_To do_.
**A.** Answer these questions from the essay on childbirth:
(i) How much per night did Beyonce and Jay-Z reportedly spend?
(ii) How many hours of back labor did the writer go through with Allison?
(iii) Where did the writer give birth to all three children?
**B.** In the essay on childbirth, rewrite the passage starting at "I Don’t Care" and ending at "of Beyonce’s choices.", changing "Beyonce" to "Beyoncé".
**C.** Continue the essay on childbirth from its last sentence.

Text excerpt START

I Don’t Care What “Peace” Beyonce Had, Childbirth Isn’t Pretty

Celebrities don't fly coach, and they don't have babies like you and me.

People are angry that Beyonce and Jay-Z spent $3,200 a night (depending on what source you read) when they recently went through the labor and delivery of their daughter, Blue Ivy. I have noticed that the angry are divided into two categories: those who are child-free, and therefore clueless abut Beyonce’s choices, and those who have been through labor and delivery and are jealous of Beyonce’s choices.

When I gave birth to my oldest, Allison, I went through 19 hours of back labor. (I gave birth to all three children at New Jersey’s Scarborough Center for Women and Children.) I had committed to not having an epidural and so, pretty much, it was hell. I had taken the pregnancy and labor classes, and had read the books as if pregnancy, labor and delivery were a graduate project, but there was still so much I didn’t know. I was the first of all of my friends to have a baby and only second in my immediate family. My sister-in-law had a scheduled C-section. I didn’t know that I would poop on the table; I didn’t know how much blood there would be. I remember looking back into the birthing room, wanting one last look at where this miracle of life had occurred, and seeing—I kid you not—a bucket on the floor as well as several bloody towels in soppy clusters on the bed and rolling tables.

Text excerpt END
Data extracts START

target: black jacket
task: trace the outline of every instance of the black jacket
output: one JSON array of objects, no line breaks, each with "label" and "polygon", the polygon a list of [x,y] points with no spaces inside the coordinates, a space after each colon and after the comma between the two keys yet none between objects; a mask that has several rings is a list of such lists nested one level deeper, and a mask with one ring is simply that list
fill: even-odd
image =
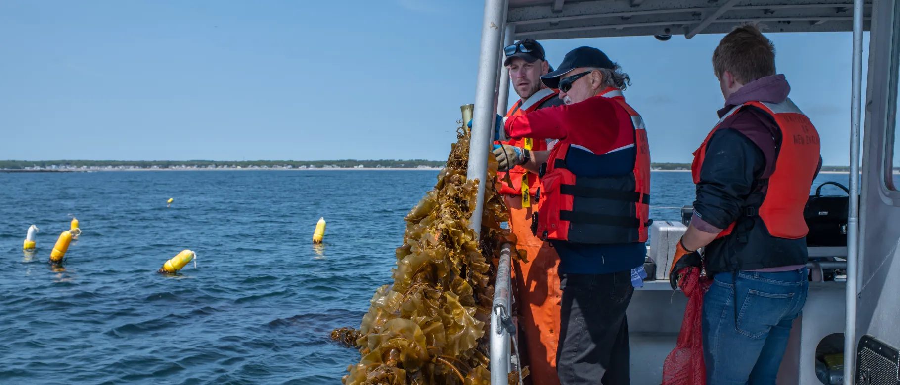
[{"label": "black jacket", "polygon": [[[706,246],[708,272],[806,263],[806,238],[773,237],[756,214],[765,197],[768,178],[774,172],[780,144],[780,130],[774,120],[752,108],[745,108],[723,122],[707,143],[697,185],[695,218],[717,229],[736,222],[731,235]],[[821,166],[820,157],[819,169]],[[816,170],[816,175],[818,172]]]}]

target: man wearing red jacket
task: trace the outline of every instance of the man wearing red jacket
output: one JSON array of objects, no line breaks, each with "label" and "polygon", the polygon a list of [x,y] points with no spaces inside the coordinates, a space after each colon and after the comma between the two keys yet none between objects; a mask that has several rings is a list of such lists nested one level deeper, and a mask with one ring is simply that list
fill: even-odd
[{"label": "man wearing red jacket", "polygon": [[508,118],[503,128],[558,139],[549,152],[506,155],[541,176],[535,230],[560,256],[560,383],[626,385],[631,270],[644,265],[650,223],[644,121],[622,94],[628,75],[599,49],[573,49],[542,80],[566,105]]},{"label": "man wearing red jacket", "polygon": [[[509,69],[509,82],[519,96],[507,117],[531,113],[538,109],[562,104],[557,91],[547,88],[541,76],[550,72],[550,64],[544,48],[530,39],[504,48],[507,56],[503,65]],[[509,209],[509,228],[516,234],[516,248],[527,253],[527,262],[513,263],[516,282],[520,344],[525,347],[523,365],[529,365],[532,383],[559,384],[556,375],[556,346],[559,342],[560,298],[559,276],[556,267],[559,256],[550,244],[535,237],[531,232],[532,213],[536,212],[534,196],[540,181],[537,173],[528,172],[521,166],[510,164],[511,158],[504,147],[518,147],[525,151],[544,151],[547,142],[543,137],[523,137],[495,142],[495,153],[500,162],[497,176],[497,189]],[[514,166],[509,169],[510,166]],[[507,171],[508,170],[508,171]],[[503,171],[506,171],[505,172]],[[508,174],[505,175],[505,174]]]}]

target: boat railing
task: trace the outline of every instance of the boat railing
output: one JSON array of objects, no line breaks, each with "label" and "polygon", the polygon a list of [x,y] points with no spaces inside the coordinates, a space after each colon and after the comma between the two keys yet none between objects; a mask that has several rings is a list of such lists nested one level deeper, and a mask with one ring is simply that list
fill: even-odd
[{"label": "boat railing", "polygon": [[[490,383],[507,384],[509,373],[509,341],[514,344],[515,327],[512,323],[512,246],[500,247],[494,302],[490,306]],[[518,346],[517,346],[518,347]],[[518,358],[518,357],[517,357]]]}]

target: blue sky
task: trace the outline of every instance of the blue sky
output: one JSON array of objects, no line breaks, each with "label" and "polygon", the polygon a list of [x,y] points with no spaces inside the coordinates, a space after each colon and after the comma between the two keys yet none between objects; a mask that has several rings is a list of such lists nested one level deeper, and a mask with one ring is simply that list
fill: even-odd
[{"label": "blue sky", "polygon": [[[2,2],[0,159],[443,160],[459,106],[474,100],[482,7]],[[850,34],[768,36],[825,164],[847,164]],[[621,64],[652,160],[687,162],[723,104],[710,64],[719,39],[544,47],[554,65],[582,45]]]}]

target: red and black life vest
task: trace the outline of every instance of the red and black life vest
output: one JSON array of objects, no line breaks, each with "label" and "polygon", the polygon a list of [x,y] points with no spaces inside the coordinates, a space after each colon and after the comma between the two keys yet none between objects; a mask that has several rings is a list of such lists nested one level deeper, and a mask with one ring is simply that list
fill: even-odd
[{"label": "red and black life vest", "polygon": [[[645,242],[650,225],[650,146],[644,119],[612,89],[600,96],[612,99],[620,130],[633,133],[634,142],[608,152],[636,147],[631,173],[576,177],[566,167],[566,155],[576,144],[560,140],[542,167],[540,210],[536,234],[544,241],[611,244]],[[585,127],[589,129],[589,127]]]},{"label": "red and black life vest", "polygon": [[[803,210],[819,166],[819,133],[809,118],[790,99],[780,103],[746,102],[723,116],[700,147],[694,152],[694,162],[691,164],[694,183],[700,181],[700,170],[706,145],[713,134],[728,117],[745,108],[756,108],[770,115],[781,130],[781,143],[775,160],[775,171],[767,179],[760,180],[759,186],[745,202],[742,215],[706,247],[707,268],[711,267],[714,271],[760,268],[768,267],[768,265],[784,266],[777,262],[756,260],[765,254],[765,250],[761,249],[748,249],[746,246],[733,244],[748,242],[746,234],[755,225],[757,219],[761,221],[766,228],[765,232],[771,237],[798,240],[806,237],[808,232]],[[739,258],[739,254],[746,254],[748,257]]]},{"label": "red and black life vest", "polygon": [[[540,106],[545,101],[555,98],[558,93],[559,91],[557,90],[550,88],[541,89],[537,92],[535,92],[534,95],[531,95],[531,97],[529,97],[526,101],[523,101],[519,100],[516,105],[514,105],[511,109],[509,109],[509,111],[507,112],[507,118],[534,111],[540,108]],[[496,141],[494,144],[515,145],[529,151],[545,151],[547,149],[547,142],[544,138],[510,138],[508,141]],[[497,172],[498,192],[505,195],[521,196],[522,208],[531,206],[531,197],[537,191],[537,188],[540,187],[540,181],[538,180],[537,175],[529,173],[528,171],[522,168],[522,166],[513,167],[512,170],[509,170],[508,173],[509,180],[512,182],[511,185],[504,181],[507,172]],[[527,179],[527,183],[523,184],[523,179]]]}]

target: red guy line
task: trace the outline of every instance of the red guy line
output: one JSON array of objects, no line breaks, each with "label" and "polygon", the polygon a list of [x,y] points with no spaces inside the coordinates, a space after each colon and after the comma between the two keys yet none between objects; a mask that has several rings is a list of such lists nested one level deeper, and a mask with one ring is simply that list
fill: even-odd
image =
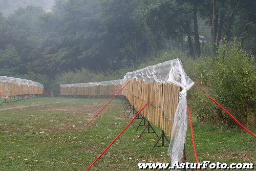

Data extracts END

_Answers to the problems_.
**A.**
(i) $3,200 a night
(ii) 19 hours
(iii) New Jersey's Scarborough Center for Women and Children

**B.**
I Don’t Care What “Peace” Beyoncé Had, Childbirth Isn’t Pretty

Celebrities don't fly coach, and they don't have babies like you and me.

People are angry that Beyoncé and Jay-Z spent $3,200 a night (depending on what source you read) when they recently went through the labor and delivery of their daughter, Blue Ivy. I have noticed that the angry are divided into two categories: those who are child-free, and therefore clueless abut Beyoncé’s choices, and those who have been through labor and delivery and are jealous of Beyoncé’s choices.

**C.**
I was wheeled out into a hallway and left alone for a few minutes. A tour of expectant couples came by. I wanted to sit up and tell them all of the horrible truths I had just encountered, but I was just too damn tired. I managed to pull one of my blood-streaked arms out from under the sheet and weakly moan.

Beyonce and Jay-Z’s official press release said the birth was “emotional and extremely peaceful.” I was only glad we all made it out alive.

Beyonce had a microwave and mini-fridge and coffee pot in her suite. By the time I was taken to my room I had missed all three meals, so a tuna sandwich on white bread, wrapped in plastic wrap, was waiting for me on a tray, along with cubes of grape Jell-O. It felt like a sick joke.

Up in my shared room for the night, I quickly learned that my roommate’s Baby Daddy was in jail, which somehow qualified her for getting just about everything a baby would need for its first two years of life for free. I lay there thinking about my future while this woman had visitors from social-service organizations who brought her cases of formula, baby food and diapers. When they talked about the visiting nurse who would check in on the mother and child, just to make sure they were OK, I remember rolling on my side, away from them, so no one would see me cry. I was so scared.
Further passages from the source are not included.